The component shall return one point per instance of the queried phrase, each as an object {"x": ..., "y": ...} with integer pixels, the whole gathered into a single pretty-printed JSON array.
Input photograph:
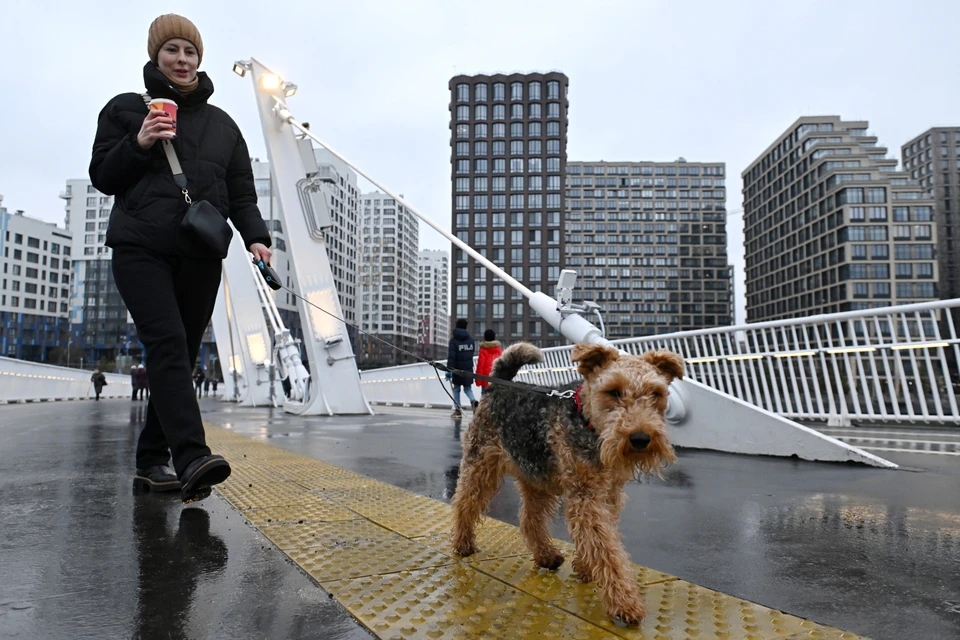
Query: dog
[{"x": 581, "y": 449}]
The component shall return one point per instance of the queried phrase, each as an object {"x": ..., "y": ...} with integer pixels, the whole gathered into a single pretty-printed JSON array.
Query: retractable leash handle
[{"x": 269, "y": 275}]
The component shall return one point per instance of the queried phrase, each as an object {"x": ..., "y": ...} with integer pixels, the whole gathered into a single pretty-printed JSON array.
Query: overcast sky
[{"x": 709, "y": 81}]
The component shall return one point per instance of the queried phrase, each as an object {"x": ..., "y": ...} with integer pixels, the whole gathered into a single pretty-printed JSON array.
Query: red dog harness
[{"x": 579, "y": 401}]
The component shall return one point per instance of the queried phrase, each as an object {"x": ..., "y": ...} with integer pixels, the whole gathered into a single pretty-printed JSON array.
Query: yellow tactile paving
[{"x": 383, "y": 553}]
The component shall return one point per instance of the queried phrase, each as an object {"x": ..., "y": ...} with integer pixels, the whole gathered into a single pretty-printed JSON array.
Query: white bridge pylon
[{"x": 692, "y": 408}]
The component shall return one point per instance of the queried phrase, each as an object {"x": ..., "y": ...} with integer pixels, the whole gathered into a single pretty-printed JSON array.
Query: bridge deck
[{"x": 359, "y": 504}]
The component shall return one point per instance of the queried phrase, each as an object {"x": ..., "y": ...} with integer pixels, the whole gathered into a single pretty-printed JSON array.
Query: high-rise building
[
  {"x": 388, "y": 281},
  {"x": 101, "y": 325},
  {"x": 648, "y": 241},
  {"x": 433, "y": 331},
  {"x": 34, "y": 289},
  {"x": 509, "y": 152},
  {"x": 831, "y": 225},
  {"x": 933, "y": 159}
]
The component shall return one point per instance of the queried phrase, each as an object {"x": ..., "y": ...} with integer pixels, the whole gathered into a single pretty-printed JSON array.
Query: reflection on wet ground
[
  {"x": 82, "y": 557},
  {"x": 872, "y": 551}
]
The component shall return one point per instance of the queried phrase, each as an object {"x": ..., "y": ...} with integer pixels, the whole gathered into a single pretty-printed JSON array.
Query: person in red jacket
[{"x": 490, "y": 350}]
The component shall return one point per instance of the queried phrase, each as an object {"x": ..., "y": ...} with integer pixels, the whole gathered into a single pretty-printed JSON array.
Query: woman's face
[{"x": 178, "y": 60}]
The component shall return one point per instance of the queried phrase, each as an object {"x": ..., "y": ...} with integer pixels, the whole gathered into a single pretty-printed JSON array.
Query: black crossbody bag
[{"x": 202, "y": 218}]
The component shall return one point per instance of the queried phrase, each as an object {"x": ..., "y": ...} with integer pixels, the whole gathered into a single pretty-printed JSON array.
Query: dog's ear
[
  {"x": 592, "y": 357},
  {"x": 669, "y": 364}
]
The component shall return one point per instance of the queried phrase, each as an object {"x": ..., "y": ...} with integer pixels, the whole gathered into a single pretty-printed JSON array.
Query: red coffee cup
[{"x": 170, "y": 107}]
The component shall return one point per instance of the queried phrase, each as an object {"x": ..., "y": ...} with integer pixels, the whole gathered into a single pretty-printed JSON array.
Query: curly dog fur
[{"x": 555, "y": 450}]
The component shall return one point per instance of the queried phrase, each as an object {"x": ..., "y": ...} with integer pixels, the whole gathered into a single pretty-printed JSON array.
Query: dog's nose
[{"x": 639, "y": 440}]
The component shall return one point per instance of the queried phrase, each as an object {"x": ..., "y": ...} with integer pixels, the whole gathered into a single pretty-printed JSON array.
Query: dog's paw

• What is required
Retype all the data exactly, please, without pictures.

• Reply
The component shall return one point per instance of the queried phrase, each as an object {"x": ..., "y": ...} with integer pixels, the whole gathered into a single pretty-printed JSON array.
Input photograph:
Query: dog
[{"x": 581, "y": 449}]
The component shall return one point per instance of the queried phrase, each as an object {"x": ..., "y": ...} with integer pixels, the whole gathered into a single pretty-printed JSON array.
Query: retractable leash handle
[{"x": 269, "y": 275}]
The component shall return one point per instance of the queried phrase, each as an object {"x": ..., "y": ...} with integer pixels, the whole gathered into a single pretty-printed JSON array.
Query: overcast sky
[{"x": 709, "y": 81}]
The component shall return one point per instance of the queried phrase, each as an object {"x": ..., "y": ...} with integer pixels, the whole gathered into a single pretty-printed JSON array.
Query: red dog harness
[{"x": 579, "y": 401}]
The component shall return one point per instance of the queried phrase, each as an object {"x": ..., "y": ...} with integer pixels, the whole gathered into a single pretty-printed JSON array.
Query: yellow tactile paving
[{"x": 383, "y": 553}]
The component shall return one point per instance of the queried phrase, each as an object {"x": ..., "y": ...} with integer pixels, the whole gathered into a single pretty-printed JSON array.
Query: white bridge pylon
[{"x": 692, "y": 408}]
The component shall return one point per instance of the queried phrase, each as an object {"x": ..., "y": ...} with integer pixels, the whole gathered into a single pretty-printed JSON array.
Query: bridge deck
[{"x": 359, "y": 504}]
The component shall return one point per instance of the queried phrase, each as an object {"x": ..., "y": ...} with integer pixels, the whole gathered into a single pretty-printed JSON array.
Query: high-rise building
[
  {"x": 388, "y": 281},
  {"x": 101, "y": 325},
  {"x": 648, "y": 241},
  {"x": 433, "y": 331},
  {"x": 34, "y": 289},
  {"x": 509, "y": 152},
  {"x": 831, "y": 225},
  {"x": 933, "y": 159}
]
The component shall return one point per instance of the queried phrase, each as an object {"x": ..., "y": ...} with integer pixels, the whole gathered into a single pretty-printed JSON array.
Query: reflection on wet ground
[
  {"x": 82, "y": 557},
  {"x": 872, "y": 551}
]
The component shall return one point per instance of the queried phrase, each as an object {"x": ..., "y": ...} with integer pixels, the whole gathered into a single pretty-printed JSON array.
Query: person in red jacket
[{"x": 490, "y": 350}]
The component shall return one point per instance of the queried phrase, each as an object {"x": ..., "y": ...} with integer pixels, the whole gathered into a single pretty-printed JSON array.
Query: woman's face
[{"x": 178, "y": 60}]
The component shall return one point per instance of the queried phrase, each as an object {"x": ..., "y": ...} with integer pixels, the whole gathered into a single pretty-printed JSON array.
Query: black crossbody bag
[{"x": 202, "y": 218}]
The component shall return one point per instance of the queried phrase, each as an object {"x": ..., "y": ...} with integer pixels, the whole gathered into a single pretty-printed JSON array.
Query: dog's ear
[
  {"x": 592, "y": 357},
  {"x": 669, "y": 364}
]
The component shall return one point per instance of the queried phrase, each as an object {"x": ..., "y": ...} with integer pixels, the whole gathered into a single pretty-printed JSON array.
Query: red coffee cup
[{"x": 170, "y": 107}]
The component shall return one point per instance of the queried phrase, each as an object {"x": ..., "y": ...} with integer pixels, the whole gathered into a single pretty-printed JSON array.
Query: curly dog fur
[{"x": 555, "y": 450}]
The component shall return one point per instance of the queried phrase, each as an object {"x": ..., "y": ...} with integer pixels, the whole gathered into a single pretty-printed JSON array.
Query: dog's nose
[{"x": 639, "y": 440}]
The component shall return one point per instance of the queried phrase, each as an object {"x": ..., "y": ...} with integer pixels, the whole gathered into a single pretty-printed JSON array.
Query: dog's paw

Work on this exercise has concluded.